This work has an intellectual rigor, demanding more of the audience, but also rewarding the audience with more content and autonomy. The focus is on the audience to make individual interpretations in graphic design that "decenters" the message. Pieces are a provocation to consider a range of interpretations, based on Deconstruction's contention that meaning is inherently unstable and that objectivity is an impossibility, a myth maintained to control the audience. Graphic designers have become dissatisfied with obedient delivery of the client's message. Influenced by recent fine art, many are taking the role of interpreter a giant step beyond the "problem-solving" tradition by authoring additional content and a self-conscious critique to the message, reviving roles associated with both art and literature. Gone are both the commercial artist's servant role and the Swiss designer's transparent neutrality. Wit, humor and irony are reappearing in irreverent and sometimes self-deprecating pieces that often speak directly to the reader in the second person plural, often with multiple voices. Venturi's view of history and vernacular as symbolic languages is finally being explored. Stylistic forms are appropriated with a critical self-consciousness of their original content and context.

==================================================

» **Task requirements**: Write the next part of the passage on graphic design, starting after its final sentence. The listing that comes next has no connection to the passage on graphic design.

==================================================

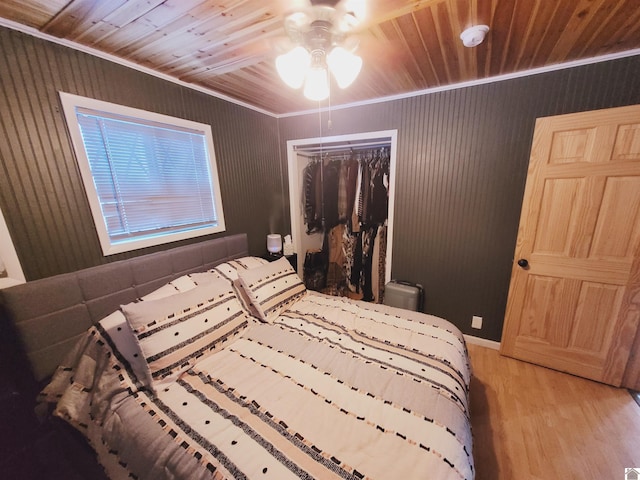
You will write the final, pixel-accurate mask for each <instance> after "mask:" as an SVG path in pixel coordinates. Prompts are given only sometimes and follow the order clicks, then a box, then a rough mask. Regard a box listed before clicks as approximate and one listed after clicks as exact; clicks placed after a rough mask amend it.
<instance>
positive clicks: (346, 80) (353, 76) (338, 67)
mask: <svg viewBox="0 0 640 480" xmlns="http://www.w3.org/2000/svg"><path fill="white" fill-rule="evenodd" d="M327 64H328V65H329V70H331V73H332V74H333V76H334V78H335V79H336V83H337V84H338V86H339V87H340V88H347V87H348V86H349V85H351V84H352V83H353V82H354V80H355V79H356V77H357V76H358V74H359V73H360V70H361V69H362V58H360V57H359V56H358V55H355V54H353V53H351V52H350V51H348V50H346V49H344V48H342V47H335V48H334V49H333V50H331V52H329V55H327Z"/></svg>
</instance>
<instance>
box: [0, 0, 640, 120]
mask: <svg viewBox="0 0 640 480" xmlns="http://www.w3.org/2000/svg"><path fill="white" fill-rule="evenodd" d="M309 1H310V0H296V1H287V0H226V1H213V0H71V1H69V0H3V1H2V2H0V17H3V18H5V19H7V20H10V21H11V22H15V23H18V24H22V25H25V26H26V27H28V29H27V31H29V29H36V30H38V31H40V32H42V33H45V34H48V35H52V36H54V37H59V38H62V39H65V40H67V41H71V42H75V43H78V44H81V45H84V46H87V47H91V48H92V49H96V50H100V51H103V52H106V53H109V54H111V55H115V56H117V57H121V58H123V59H126V60H128V61H131V62H134V63H137V64H140V65H142V66H144V67H147V68H150V69H153V70H156V71H158V72H161V73H163V74H166V75H169V76H172V77H175V78H177V79H180V80H181V81H183V82H187V83H190V84H194V85H198V86H199V87H202V88H205V89H209V90H212V91H215V92H219V93H222V94H224V95H226V96H229V97H232V98H235V99H238V100H239V101H242V102H245V103H247V104H250V105H253V106H255V107H258V108H260V109H264V110H266V111H268V112H272V113H274V114H282V113H288V112H296V111H302V110H309V109H313V108H317V106H318V104H317V102H312V101H310V100H307V99H305V98H304V97H303V95H302V92H301V91H300V90H292V89H290V88H289V87H287V86H286V85H285V84H284V83H283V82H282V81H281V80H280V78H279V77H278V75H277V72H276V70H275V67H274V59H275V56H276V55H277V54H278V53H279V52H277V49H276V47H275V46H276V45H277V42H278V39H281V38H282V37H283V36H284V28H283V18H284V16H285V15H286V14H287V13H289V12H291V11H292V10H295V9H296V8H297V7H298V6H299V5H301V6H304V5H305V4H306V5H308V4H309ZM326 1H328V0H326ZM343 1H346V0H343ZM361 1H363V2H364V6H365V9H366V10H365V11H366V14H365V16H364V17H362V18H363V19H364V21H363V23H362V27H361V28H360V31H359V38H360V46H359V49H358V54H360V55H361V56H362V57H363V60H364V65H363V68H362V72H361V73H360V75H359V77H358V78H357V79H356V82H355V83H354V84H353V85H352V86H350V87H349V88H347V89H345V90H340V89H339V88H338V87H337V86H335V87H332V92H331V104H332V105H338V104H345V103H352V102H359V101H366V100H369V99H373V98H379V97H385V96H389V95H398V94H406V93H410V92H414V91H419V90H424V89H429V88H433V87H441V86H445V85H450V84H455V83H460V82H465V81H470V80H475V79H483V78H488V77H493V76H497V75H503V74H509V73H513V72H520V71H524V70H529V69H533V68H537V67H543V66H547V65H554V64H559V63H564V62H570V61H574V60H580V59H586V58H592V57H598V56H602V55H607V54H614V53H620V52H629V51H632V50H635V49H638V48H640V8H639V6H638V0H562V1H555V0H554V1H552V0H422V1H420V0H361ZM314 3H320V2H318V1H317V0H316V1H315V2H314ZM330 3H335V1H333V2H330ZM8 24H9V25H12V23H8ZM478 24H486V25H489V27H490V31H489V34H488V35H487V38H486V40H485V42H484V43H483V44H481V45H480V46H478V47H475V48H465V47H464V46H463V45H462V43H461V41H460V39H459V35H460V33H461V32H462V31H463V30H465V29H466V28H467V27H469V26H472V25H478Z"/></svg>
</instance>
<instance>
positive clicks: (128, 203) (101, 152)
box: [60, 92, 225, 255]
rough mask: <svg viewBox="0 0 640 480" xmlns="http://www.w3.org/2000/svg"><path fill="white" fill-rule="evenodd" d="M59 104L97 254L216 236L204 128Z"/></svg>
mask: <svg viewBox="0 0 640 480" xmlns="http://www.w3.org/2000/svg"><path fill="white" fill-rule="evenodd" d="M60 98H61V100H62V106H63V109H64V113H65V117H66V120H67V125H68V127H69V132H70V135H71V140H72V143H73V148H74V150H75V152H76V157H77V159H78V165H79V167H80V172H81V174H82V180H83V183H84V187H85V190H86V192H87V197H88V199H89V204H90V206H91V212H92V214H93V218H94V222H95V225H96V230H97V232H98V237H99V238H100V244H101V246H102V251H103V252H104V254H105V255H111V254H114V253H119V252H124V251H128V250H134V249H137V248H143V247H148V246H151V245H158V244H160V243H167V242H172V241H176V240H182V239H185V238H192V237H196V236H200V235H207V234H210V233H217V232H222V231H224V229H225V226H224V215H223V212H222V199H221V196H220V187H219V183H218V175H217V170H216V163H215V155H214V151H213V139H212V136H211V127H210V126H209V125H204V124H200V123H196V122H192V121H188V120H184V119H180V118H174V117H168V116H165V115H160V114H157V113H152V112H146V111H144V110H137V109H134V108H129V107H123V106H121V105H115V104H112V103H107V102H102V101H98V100H93V99H90V98H85V97H79V96H76V95H71V94H68V93H63V92H60Z"/></svg>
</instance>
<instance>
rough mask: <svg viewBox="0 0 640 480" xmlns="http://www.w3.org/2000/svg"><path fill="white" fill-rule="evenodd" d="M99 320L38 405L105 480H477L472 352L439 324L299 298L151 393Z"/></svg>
mask: <svg viewBox="0 0 640 480" xmlns="http://www.w3.org/2000/svg"><path fill="white" fill-rule="evenodd" d="M105 325H106V324H98V325H96V326H93V327H91V328H89V330H88V331H87V332H86V334H85V335H84V336H83V337H82V339H81V340H80V341H79V342H78V343H77V344H76V346H75V348H74V349H73V351H72V352H71V353H70V354H69V355H68V357H67V359H66V360H65V361H64V362H63V364H62V365H60V366H59V367H58V369H57V370H56V373H55V375H54V377H53V379H52V381H51V383H49V384H48V385H47V387H46V388H45V389H44V390H43V392H42V394H41V397H40V400H41V401H42V402H45V403H50V404H51V405H52V408H54V409H55V415H57V416H59V417H61V418H63V419H65V420H66V421H68V422H69V423H71V424H72V425H73V426H74V427H76V428H77V429H78V430H79V431H81V432H82V433H83V434H84V435H85V436H86V437H87V439H88V440H89V442H90V443H91V445H92V446H93V448H94V449H95V450H96V452H97V454H98V459H99V461H100V462H101V464H102V465H103V466H104V468H105V471H106V472H107V474H108V475H109V476H110V478H114V479H117V478H139V479H143V478H149V479H165V478H166V479H176V478H184V479H187V478H188V479H200V478H202V479H204V478H208V479H210V478H214V479H231V478H235V479H238V478H261V479H278V480H282V479H288V478H317V479H330V478H367V479H374V478H377V479H391V478H401V479H417V478H437V479H473V478H474V465H473V456H472V437H471V428H470V420H469V404H468V394H469V380H470V368H469V362H468V356H467V351H466V347H465V343H464V339H463V337H462V334H461V333H460V332H459V331H458V330H457V328H456V327H455V326H453V325H452V324H451V323H449V322H447V321H445V320H443V319H441V318H437V317H434V316H430V315H426V314H422V313H418V312H411V311H406V310H400V309H397V308H393V307H388V306H384V305H370V304H365V303H363V302H357V301H353V300H349V299H345V298H338V297H330V296H326V295H322V294H319V293H316V292H304V294H303V295H301V296H300V298H297V299H296V301H295V302H294V303H293V304H291V305H288V306H287V307H286V308H283V309H282V310H281V311H279V312H278V315H277V316H276V317H275V318H274V319H273V320H272V321H270V322H264V321H261V320H259V319H257V318H255V317H253V316H251V315H248V314H247V315H246V322H241V323H238V332H237V335H236V334H234V335H233V336H232V337H230V338H229V339H228V341H226V342H225V343H224V345H221V346H220V347H219V348H217V349H216V350H215V352H213V353H212V354H211V355H207V356H205V357H204V358H202V359H201V360H199V361H196V362H195V363H193V364H192V365H190V366H189V368H188V369H186V370H184V371H183V372H182V373H181V374H180V375H179V376H177V377H176V378H171V379H168V380H167V381H164V382H163V383H161V384H159V386H158V388H155V390H153V389H150V388H148V386H147V385H145V382H144V381H143V379H141V378H140V377H141V375H140V374H139V373H138V374H136V373H135V369H134V368H133V366H132V365H131V361H130V359H131V358H132V357H131V354H130V352H129V353H127V352H123V351H121V350H123V349H122V347H119V346H118V345H117V341H116V335H117V333H116V332H119V331H120V330H118V329H117V328H109V327H107V326H105ZM118 328H119V327H118Z"/></svg>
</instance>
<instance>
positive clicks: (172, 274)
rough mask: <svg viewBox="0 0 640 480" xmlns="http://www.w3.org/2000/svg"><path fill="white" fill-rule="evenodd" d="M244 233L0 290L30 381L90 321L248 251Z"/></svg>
mask: <svg viewBox="0 0 640 480" xmlns="http://www.w3.org/2000/svg"><path fill="white" fill-rule="evenodd" d="M248 254H249V253H248V242H247V236H246V234H239V235H230V236H227V237H221V238H216V239H213V240H205V241H203V242H199V243H195V244H191V245H185V246H181V247H175V248H172V249H169V250H165V251H162V252H157V253H150V254H147V255H142V256H139V257H135V258H131V259H128V260H119V261H116V262H112V263H108V264H105V265H99V266H97V267H92V268H87V269H85V270H79V271H77V272H72V273H65V274H62V275H56V276H54V277H49V278H43V279H41V280H36V281H33V282H27V283H24V284H22V285H17V286H14V287H10V288H7V289H4V290H0V302H1V303H2V305H3V307H4V309H5V314H6V315H7V316H8V319H9V320H10V321H11V322H13V324H14V326H15V330H16V332H17V334H18V336H19V338H20V340H21V343H22V347H23V349H24V352H25V354H26V356H27V358H28V360H29V363H30V365H31V369H32V373H33V375H34V377H35V379H36V381H38V382H41V381H42V380H44V379H46V378H48V377H49V376H51V375H52V374H53V372H54V371H55V369H56V367H57V366H58V364H60V362H61V361H62V360H63V358H64V356H65V355H66V353H67V352H68V351H69V350H70V348H71V347H72V345H73V344H74V342H75V341H76V340H77V339H78V337H80V336H81V335H82V334H83V333H84V332H85V331H86V330H87V329H88V328H89V327H90V326H91V325H92V324H96V323H98V322H99V321H100V320H101V319H102V318H104V317H105V316H107V315H108V314H110V313H112V312H114V311H116V310H117V309H118V308H119V307H120V305H122V304H126V303H129V302H132V301H134V300H135V299H137V298H139V297H141V296H143V295H146V294H148V293H150V292H152V291H153V290H155V289H156V288H158V287H161V286H162V285H164V284H165V283H167V282H169V281H171V280H173V279H175V278H178V277H179V276H181V275H185V274H187V273H193V272H197V271H204V270H208V269H210V268H213V267H215V266H216V265H218V264H220V263H222V262H225V261H227V260H231V259H233V258H239V257H242V256H246V255H248Z"/></svg>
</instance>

==================================================

» **Written answer**:
This new work is smart and cerebral, challenging its audience to slow down and read carefully in a world of fast forward and instant replay, USA Today and sound bites. The emphasis is on audience interpretation and the construction of meaning, beyond raw data to the reception of messages. This direction seems aligned to our times and technology, as we enter an era of communications revolution and complex global pluralism. Desktop publishing is placing the production of low end print communications in the hands of office workers and paraprofessionals. Even the simplest corporate report is now typeset and formatted, raising the visual expectations of our audiences. To distinguish high end graphic communications from the vast output of desktop publishing, a new demand for highly personal, interpretive and eccentric design expressions is surfacing.
With this new interest in personal content, the graphic design may once more turn toward the fine arts, but built on decades of progress in methodology, theory and formal strategies. The multivalent character of graphic design continues to shift between opposing values. Is this fluidity an indicator of the field's persistent immaturity, or a confirmation of its relevance to a rapidly changing world? Oppositions-- art/business, visual/verbal, European/American, scientific/intuitive-- are graphic design's strength and richness.